Problem requirements: Search the lines of the records for the word "stone", and copy every line that has it.

Input for this task:
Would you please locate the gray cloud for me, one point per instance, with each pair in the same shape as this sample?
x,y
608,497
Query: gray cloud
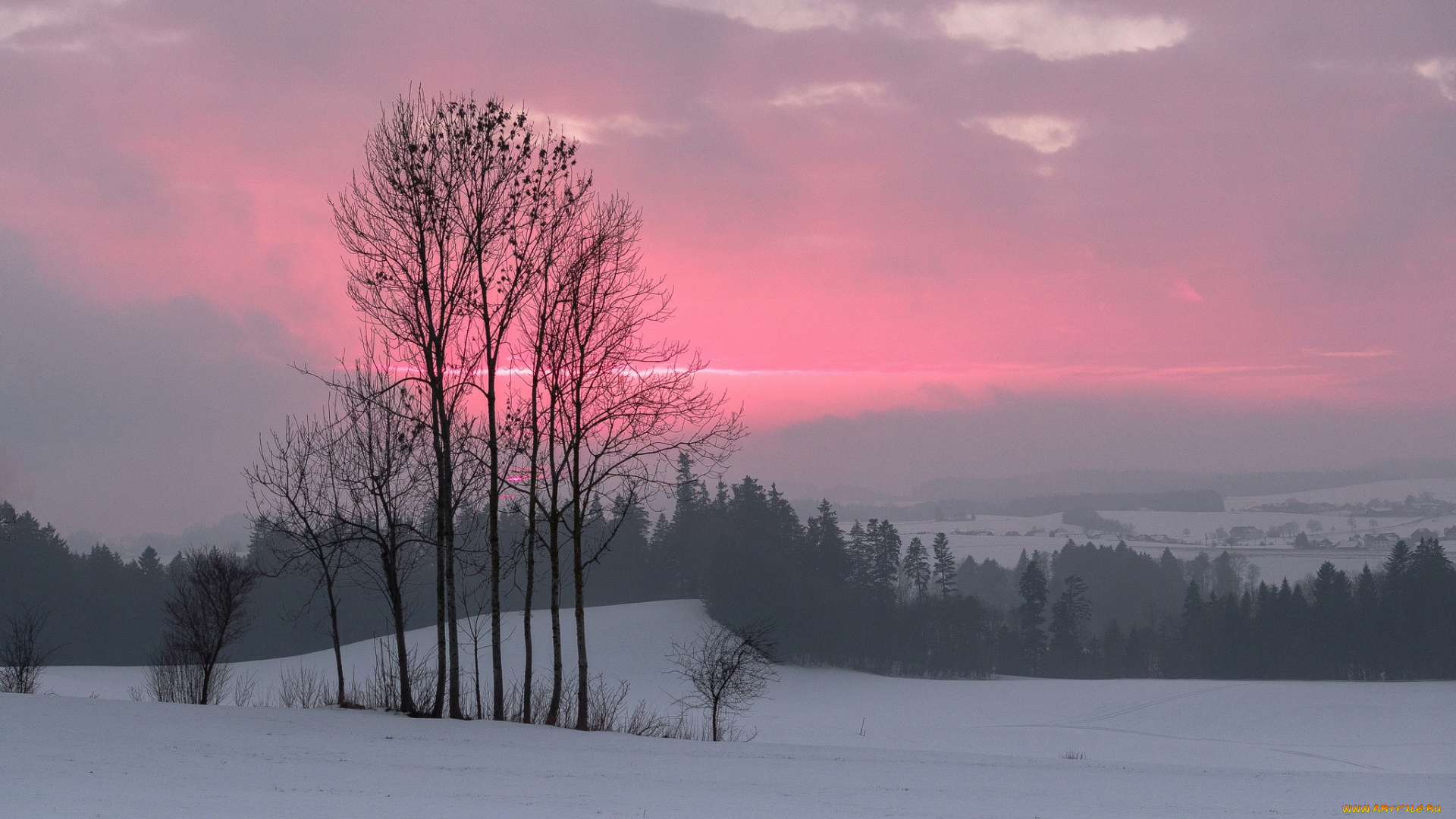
x,y
892,453
133,417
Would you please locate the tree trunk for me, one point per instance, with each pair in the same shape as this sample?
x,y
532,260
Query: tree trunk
x,y
579,585
494,510
526,610
554,710
397,608
334,632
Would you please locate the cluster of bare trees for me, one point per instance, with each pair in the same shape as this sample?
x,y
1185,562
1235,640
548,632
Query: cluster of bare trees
x,y
509,366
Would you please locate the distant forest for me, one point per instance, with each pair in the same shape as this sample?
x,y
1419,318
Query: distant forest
x,y
862,599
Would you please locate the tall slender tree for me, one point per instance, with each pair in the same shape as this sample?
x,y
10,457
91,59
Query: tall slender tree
x,y
944,566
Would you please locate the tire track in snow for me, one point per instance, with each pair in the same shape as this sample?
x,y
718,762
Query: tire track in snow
x,y
1074,723
1261,746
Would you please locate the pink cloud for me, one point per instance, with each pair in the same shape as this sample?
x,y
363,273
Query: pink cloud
x,y
829,253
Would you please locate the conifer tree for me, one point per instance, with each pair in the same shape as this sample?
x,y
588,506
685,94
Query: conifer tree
x,y
1033,614
944,566
916,570
861,557
1066,615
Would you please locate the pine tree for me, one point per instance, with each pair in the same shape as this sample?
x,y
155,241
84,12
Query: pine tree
x,y
944,566
916,570
1066,615
861,557
149,563
1033,614
886,542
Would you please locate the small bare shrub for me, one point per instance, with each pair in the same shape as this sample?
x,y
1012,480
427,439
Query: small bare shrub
x,y
727,670
243,687
174,676
22,654
302,689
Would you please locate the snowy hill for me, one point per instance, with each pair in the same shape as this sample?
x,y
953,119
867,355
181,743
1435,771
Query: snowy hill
x,y
830,744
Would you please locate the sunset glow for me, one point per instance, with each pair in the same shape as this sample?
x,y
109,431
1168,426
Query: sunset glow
x,y
859,207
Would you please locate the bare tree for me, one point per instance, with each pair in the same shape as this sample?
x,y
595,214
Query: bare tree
x,y
24,656
204,614
626,406
411,276
727,670
511,196
386,483
297,506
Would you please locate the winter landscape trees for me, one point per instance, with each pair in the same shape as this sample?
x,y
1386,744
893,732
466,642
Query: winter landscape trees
x,y
507,319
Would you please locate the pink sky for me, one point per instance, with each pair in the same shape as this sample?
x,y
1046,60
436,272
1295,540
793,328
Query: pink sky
x,y
864,207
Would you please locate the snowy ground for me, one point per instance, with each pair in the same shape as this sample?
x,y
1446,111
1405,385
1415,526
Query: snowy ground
x,y
928,748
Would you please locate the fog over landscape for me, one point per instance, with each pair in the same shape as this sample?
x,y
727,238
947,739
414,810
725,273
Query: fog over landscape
x,y
983,407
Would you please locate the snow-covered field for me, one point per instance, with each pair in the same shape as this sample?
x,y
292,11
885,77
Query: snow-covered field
x,y
830,744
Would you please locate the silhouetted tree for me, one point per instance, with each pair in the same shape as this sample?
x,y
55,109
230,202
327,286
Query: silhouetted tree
x,y
24,654
727,670
916,570
1033,614
206,613
944,577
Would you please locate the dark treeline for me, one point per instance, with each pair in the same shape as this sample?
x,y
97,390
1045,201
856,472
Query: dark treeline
x,y
861,596
865,599
104,610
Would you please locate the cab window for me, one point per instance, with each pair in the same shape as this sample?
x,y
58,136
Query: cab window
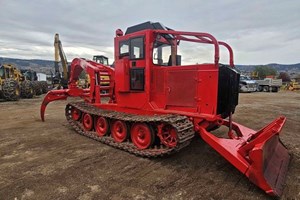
x,y
137,48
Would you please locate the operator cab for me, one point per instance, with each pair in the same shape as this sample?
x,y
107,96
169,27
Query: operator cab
x,y
151,71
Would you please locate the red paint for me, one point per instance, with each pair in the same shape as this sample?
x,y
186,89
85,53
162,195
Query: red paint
x,y
119,131
87,121
141,135
191,91
101,126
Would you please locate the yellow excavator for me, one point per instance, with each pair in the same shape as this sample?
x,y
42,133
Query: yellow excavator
x,y
13,84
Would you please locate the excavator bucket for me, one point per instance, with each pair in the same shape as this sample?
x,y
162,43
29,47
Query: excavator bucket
x,y
260,155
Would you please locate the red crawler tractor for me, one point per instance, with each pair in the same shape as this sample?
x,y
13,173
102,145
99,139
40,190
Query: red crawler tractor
x,y
155,104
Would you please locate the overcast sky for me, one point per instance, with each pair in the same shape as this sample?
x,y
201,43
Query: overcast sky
x,y
259,31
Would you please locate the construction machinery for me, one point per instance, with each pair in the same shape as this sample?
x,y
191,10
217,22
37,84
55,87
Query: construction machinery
x,y
155,104
247,84
39,87
13,84
9,82
101,59
293,86
60,80
269,84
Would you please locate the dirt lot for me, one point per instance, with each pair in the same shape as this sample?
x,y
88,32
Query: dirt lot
x,y
50,161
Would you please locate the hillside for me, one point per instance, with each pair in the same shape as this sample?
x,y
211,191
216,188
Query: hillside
x,y
42,66
46,66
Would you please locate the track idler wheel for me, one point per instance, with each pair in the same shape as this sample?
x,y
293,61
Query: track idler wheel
x,y
87,122
76,114
142,135
168,135
101,126
119,131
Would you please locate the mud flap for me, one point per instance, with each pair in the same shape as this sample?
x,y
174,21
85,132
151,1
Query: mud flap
x,y
260,155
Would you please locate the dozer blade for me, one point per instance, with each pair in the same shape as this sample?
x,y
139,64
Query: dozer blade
x,y
260,155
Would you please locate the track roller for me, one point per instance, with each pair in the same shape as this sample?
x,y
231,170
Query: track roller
x,y
101,126
119,131
87,122
142,135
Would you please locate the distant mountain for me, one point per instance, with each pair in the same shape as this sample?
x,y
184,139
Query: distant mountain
x,y
46,66
291,68
42,66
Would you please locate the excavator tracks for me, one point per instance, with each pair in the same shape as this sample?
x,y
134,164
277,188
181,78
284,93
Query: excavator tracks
x,y
184,129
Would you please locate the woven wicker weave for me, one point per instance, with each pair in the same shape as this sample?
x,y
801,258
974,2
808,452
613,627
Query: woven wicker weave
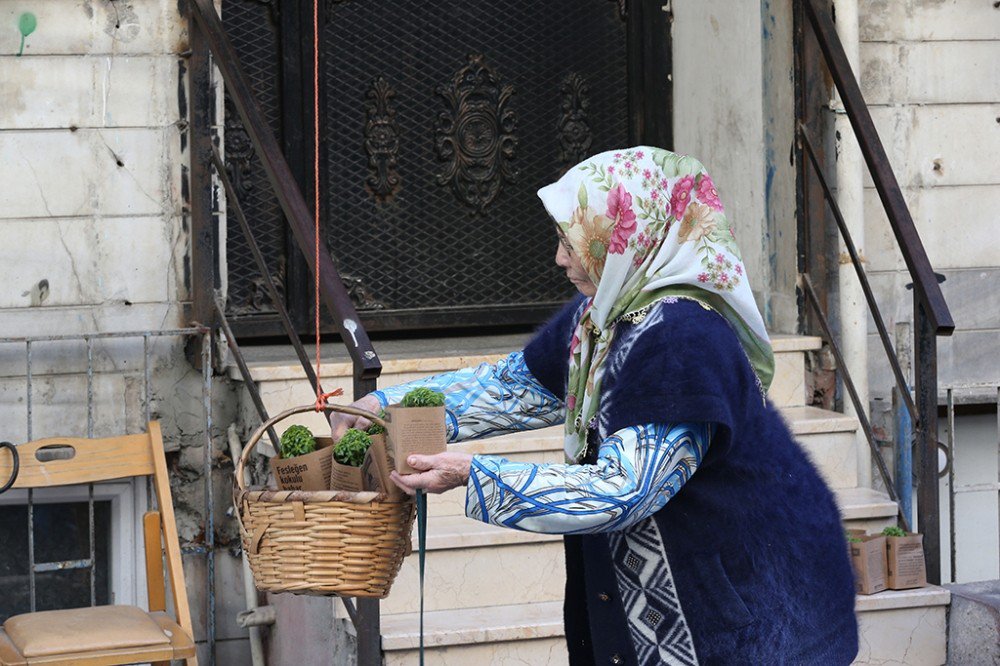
x,y
321,543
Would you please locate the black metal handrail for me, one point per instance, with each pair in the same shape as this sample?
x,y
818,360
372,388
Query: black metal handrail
x,y
209,27
208,37
931,315
924,282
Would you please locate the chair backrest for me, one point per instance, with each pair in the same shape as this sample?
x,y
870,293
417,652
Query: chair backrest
x,y
67,461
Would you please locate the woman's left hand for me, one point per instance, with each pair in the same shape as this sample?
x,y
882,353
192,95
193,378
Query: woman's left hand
x,y
438,473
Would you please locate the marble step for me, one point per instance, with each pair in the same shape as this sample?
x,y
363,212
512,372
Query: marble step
x,y
830,439
865,508
471,564
526,633
282,384
467,561
788,388
904,627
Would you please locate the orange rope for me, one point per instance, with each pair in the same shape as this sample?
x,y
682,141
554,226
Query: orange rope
x,y
320,396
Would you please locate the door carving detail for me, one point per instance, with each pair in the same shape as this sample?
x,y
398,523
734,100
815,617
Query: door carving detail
x,y
575,135
475,134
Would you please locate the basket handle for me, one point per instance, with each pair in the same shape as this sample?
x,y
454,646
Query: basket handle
x,y
259,432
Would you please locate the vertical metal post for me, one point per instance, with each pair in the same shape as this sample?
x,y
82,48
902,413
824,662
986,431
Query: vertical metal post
x,y
206,372
904,427
203,232
31,494
147,408
952,538
90,486
368,623
928,518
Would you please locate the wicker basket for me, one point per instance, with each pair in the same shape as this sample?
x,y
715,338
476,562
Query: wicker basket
x,y
321,543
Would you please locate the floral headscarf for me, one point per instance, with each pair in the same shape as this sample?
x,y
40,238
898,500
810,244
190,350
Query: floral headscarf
x,y
647,224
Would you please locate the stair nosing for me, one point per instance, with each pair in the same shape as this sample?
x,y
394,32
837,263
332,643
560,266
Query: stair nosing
x,y
396,638
549,625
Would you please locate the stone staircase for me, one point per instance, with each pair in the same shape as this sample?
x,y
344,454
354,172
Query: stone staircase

Result of the exercise:
Would you please locate the stone staircase for me, one point per instance, with each pair in the same shape as this sample?
Query: stone staircase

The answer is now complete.